> **Problem to solve**
Return each of the rows below word for word, leaving out the pictures.
───── Records for the task ─────
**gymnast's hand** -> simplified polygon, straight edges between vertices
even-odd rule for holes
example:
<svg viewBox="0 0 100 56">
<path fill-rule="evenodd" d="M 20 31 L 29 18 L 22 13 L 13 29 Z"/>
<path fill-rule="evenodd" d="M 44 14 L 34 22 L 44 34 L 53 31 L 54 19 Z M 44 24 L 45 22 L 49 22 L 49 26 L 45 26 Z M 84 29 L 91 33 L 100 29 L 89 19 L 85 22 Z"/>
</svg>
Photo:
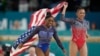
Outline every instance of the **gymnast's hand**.
<svg viewBox="0 0 100 56">
<path fill-rule="evenodd" d="M 17 48 L 20 49 L 20 48 L 22 48 L 22 46 L 23 46 L 23 44 L 20 43 Z"/>
</svg>

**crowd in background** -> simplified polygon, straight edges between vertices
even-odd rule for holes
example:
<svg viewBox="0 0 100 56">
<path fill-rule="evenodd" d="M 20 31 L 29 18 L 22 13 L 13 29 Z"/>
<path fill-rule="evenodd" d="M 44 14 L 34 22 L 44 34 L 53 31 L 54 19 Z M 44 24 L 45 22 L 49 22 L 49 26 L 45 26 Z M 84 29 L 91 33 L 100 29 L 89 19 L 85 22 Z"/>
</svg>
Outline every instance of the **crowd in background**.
─────
> **The answer**
**gymnast's hand** -> simplified polygon, straight edges between vertices
even-odd rule for holes
example:
<svg viewBox="0 0 100 56">
<path fill-rule="evenodd" d="M 20 31 L 29 18 L 22 13 L 13 29 Z"/>
<path fill-rule="evenodd" d="M 44 14 L 34 22 L 44 34 L 53 31 L 54 19 Z M 44 24 L 45 22 L 49 22 L 49 26 L 45 26 Z M 84 29 L 91 33 L 100 29 L 89 19 L 85 22 Z"/>
</svg>
Photo:
Outline every instance of the **gymnast's hand**.
<svg viewBox="0 0 100 56">
<path fill-rule="evenodd" d="M 17 48 L 20 49 L 20 48 L 22 48 L 22 46 L 23 46 L 23 44 L 20 43 Z"/>
</svg>

**crowd in background** -> simplified polygon, straight edges between vertices
even-odd rule for holes
example:
<svg viewBox="0 0 100 56">
<path fill-rule="evenodd" d="M 20 31 L 29 18 L 22 13 L 13 29 Z"/>
<path fill-rule="evenodd" d="M 44 14 L 34 22 L 44 34 L 53 31 L 54 19 Z M 44 24 L 45 22 L 49 22 L 49 26 L 45 26 Z M 84 29 L 91 33 L 100 29 L 89 19 L 85 22 Z"/>
</svg>
Outline every instance of the **crowd in background**.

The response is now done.